■ SUPPLIED DATA ■
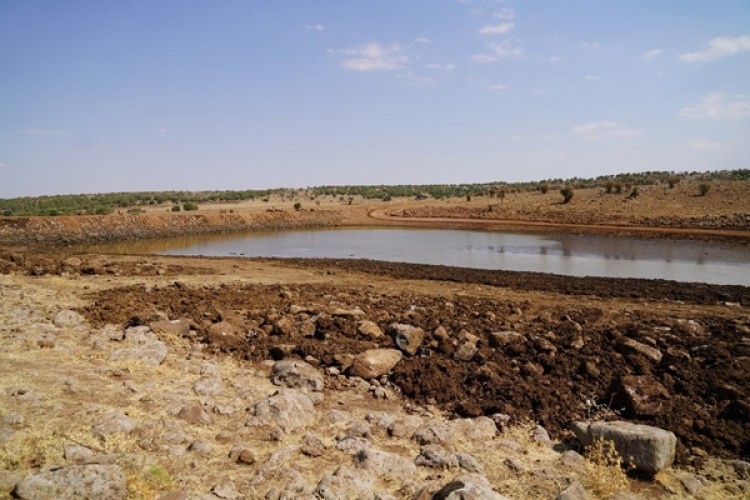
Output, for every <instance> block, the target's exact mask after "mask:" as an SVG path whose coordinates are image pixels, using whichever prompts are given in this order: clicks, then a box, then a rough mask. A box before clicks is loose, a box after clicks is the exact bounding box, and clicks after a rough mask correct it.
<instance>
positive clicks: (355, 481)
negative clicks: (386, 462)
mask: <svg viewBox="0 0 750 500" xmlns="http://www.w3.org/2000/svg"><path fill="white" fill-rule="evenodd" d="M374 487H375V478H373V477H372V475H371V474H369V473H368V472H367V471H362V470H354V469H352V468H351V467H349V466H348V465H341V466H340V467H339V468H338V469H336V471H335V472H334V473H333V474H329V475H327V476H324V477H323V478H322V479H321V480H320V482H319V483H318V486H317V488H315V494H316V495H317V496H319V497H320V498H322V499H324V500H342V499H347V498H358V497H359V496H360V495H362V493H363V492H365V491H372V490H373V489H374Z"/></svg>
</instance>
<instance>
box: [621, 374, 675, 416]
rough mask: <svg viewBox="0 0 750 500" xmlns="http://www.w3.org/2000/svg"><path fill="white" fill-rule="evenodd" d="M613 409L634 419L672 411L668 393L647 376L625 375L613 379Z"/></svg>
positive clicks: (655, 382)
mask: <svg viewBox="0 0 750 500" xmlns="http://www.w3.org/2000/svg"><path fill="white" fill-rule="evenodd" d="M611 396H612V404H613V406H614V407H615V408H625V414H626V415H628V416H636V417H653V416H656V415H664V414H665V413H668V412H669V411H670V410H671V409H672V401H671V398H670V396H669V392H668V391H667V389H666V388H664V386H663V385H661V384H660V383H659V382H658V381H657V380H656V379H655V378H653V377H651V376H649V375H625V376H623V377H618V378H617V379H615V382H614V384H613V385H612V390H611Z"/></svg>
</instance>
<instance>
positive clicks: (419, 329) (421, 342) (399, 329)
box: [388, 323, 424, 356]
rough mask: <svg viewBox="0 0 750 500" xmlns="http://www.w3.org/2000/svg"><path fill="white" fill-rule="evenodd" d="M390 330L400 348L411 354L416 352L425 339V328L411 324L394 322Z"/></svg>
mask: <svg viewBox="0 0 750 500" xmlns="http://www.w3.org/2000/svg"><path fill="white" fill-rule="evenodd" d="M388 332H389V333H390V334H391V335H392V336H393V341H394V342H395V343H396V345H397V346H398V348H399V349H401V350H402V351H404V352H405V353H406V354H408V355H410V356H413V355H414V354H416V352H417V350H418V349H419V346H420V345H422V339H424V330H422V329H421V328H417V327H416V326H411V325H403V324H400V323H392V324H391V325H390V326H388Z"/></svg>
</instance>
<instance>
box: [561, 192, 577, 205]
mask: <svg viewBox="0 0 750 500" xmlns="http://www.w3.org/2000/svg"><path fill="white" fill-rule="evenodd" d="M560 194H561V195H563V204H564V205H567V204H568V203H570V200H572V199H573V194H574V193H573V190H572V189H570V188H563V189H561V190H560Z"/></svg>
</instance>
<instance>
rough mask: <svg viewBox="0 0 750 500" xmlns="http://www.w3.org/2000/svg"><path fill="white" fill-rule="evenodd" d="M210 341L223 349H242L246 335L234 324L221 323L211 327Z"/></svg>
mask: <svg viewBox="0 0 750 500" xmlns="http://www.w3.org/2000/svg"><path fill="white" fill-rule="evenodd" d="M208 341H209V342H210V343H211V344H214V345H216V346H217V347H219V348H221V349H226V350H232V349H237V348H239V347H242V345H243V344H244V342H245V335H244V334H243V333H242V331H240V329H239V328H237V327H236V326H234V325H233V324H231V323H229V322H227V321H220V322H219V323H214V324H213V325H211V326H210V327H209V329H208Z"/></svg>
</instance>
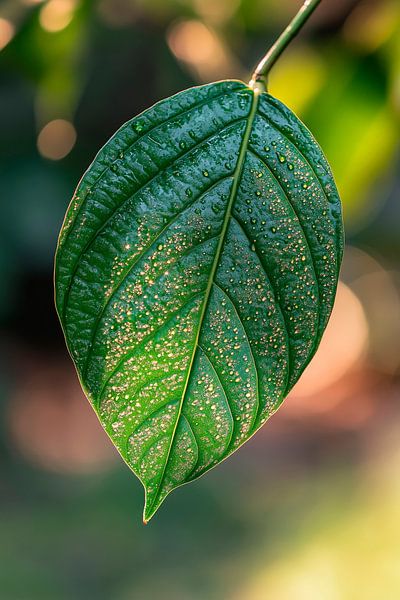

■ WHAT IS EXPECTED ■
Please write out every entry exactly, but skip the pictures.

■ SOLVED EXERCISE ■
Output, for every <instance> block, the target's exact mask after "mask:" as an SVG path whose coordinates are image pixels, using whichever prompts are given in this order: clicks, then a box, then a rough mask. A box before clicks is loose, a box after clicks is the exact bounding box, and clicks after a rough mask correct it.
<instance>
positive clicks: (355, 481)
negative clicks: (386, 462)
mask: <svg viewBox="0 0 750 500" xmlns="http://www.w3.org/2000/svg"><path fill="white" fill-rule="evenodd" d="M374 487H375V478H373V477H372V475H371V474H369V473H368V472H367V471H362V470H354V469H352V468H351V467H349V466H348V465H341V466H340V467H339V468H338V469H336V471H335V472H334V473H333V474H329V475H327V476H324V477H323V478H322V479H321V480H320V482H319V483H318V486H317V488H315V494H316V495H317V496H319V497H320V498H322V499H324V500H342V499H347V498H358V497H359V496H360V495H362V493H363V492H365V491H372V490H373V489H374Z"/></svg>
</instance>
<instance>
box: [621, 374, 675, 416]
rough mask: <svg viewBox="0 0 750 500" xmlns="http://www.w3.org/2000/svg"><path fill="white" fill-rule="evenodd" d="M613 409L634 419L672 411L668 393L647 376L625 375L613 379Z"/></svg>
positive clicks: (655, 382)
mask: <svg viewBox="0 0 750 500" xmlns="http://www.w3.org/2000/svg"><path fill="white" fill-rule="evenodd" d="M611 396H612V404H613V406H614V407H615V408H625V414H626V415H628V416H636V417H653V416H656V415H664V414H665V413H668V412H669V411H670V410H671V409H672V401H671V398H670V396H669V392H668V391H667V389H666V388H664V386H663V385H661V384H660V383H659V382H658V381H657V380H656V379H655V378H653V377H651V376H649V375H625V376H623V377H618V378H617V379H615V382H614V384H613V385H612V390H611Z"/></svg>
</instance>
<instance>
positive clicks: (419, 329) (421, 342) (399, 329)
box: [388, 323, 424, 356]
rough mask: <svg viewBox="0 0 750 500" xmlns="http://www.w3.org/2000/svg"><path fill="white" fill-rule="evenodd" d="M390 330L400 348L411 354L416 352L425 339V328L411 324L394 322Z"/></svg>
mask: <svg viewBox="0 0 750 500" xmlns="http://www.w3.org/2000/svg"><path fill="white" fill-rule="evenodd" d="M388 332H389V333H390V334H391V335H392V336H393V341H394V342H395V343H396V345H397V346H398V348H399V349H401V350H402V351H404V352H405V353H406V354H408V355H410V356H413V355H414V354H416V352H417V350H418V349H419V346H420V345H422V339H424V330H422V329H421V328H417V327H416V326H411V325H403V324H400V323H392V324H391V325H390V326H388Z"/></svg>
</instance>
<instance>
box: [561, 192, 577, 205]
mask: <svg viewBox="0 0 750 500" xmlns="http://www.w3.org/2000/svg"><path fill="white" fill-rule="evenodd" d="M560 194H561V195H563V204H564V205H567V204H568V203H570V200H572V199H573V194H574V193H573V190H572V189H570V188H563V189H561V190H560Z"/></svg>
</instance>
<instance>
rough mask: <svg viewBox="0 0 750 500" xmlns="http://www.w3.org/2000/svg"><path fill="white" fill-rule="evenodd" d="M210 341L223 349H242L246 335L234 324L221 323L211 327Z"/></svg>
mask: <svg viewBox="0 0 750 500" xmlns="http://www.w3.org/2000/svg"><path fill="white" fill-rule="evenodd" d="M208 341H209V342H210V343H211V344H214V345H216V346H217V347H219V348H221V349H226V350H232V349H237V348H239V347H242V345H243V344H244V342H245V335H244V334H243V333H242V331H240V329H239V328H237V327H236V326H234V325H233V324H231V323H229V322H227V321H220V322H219V323H214V324H213V325H211V326H210V327H209V329H208Z"/></svg>
</instance>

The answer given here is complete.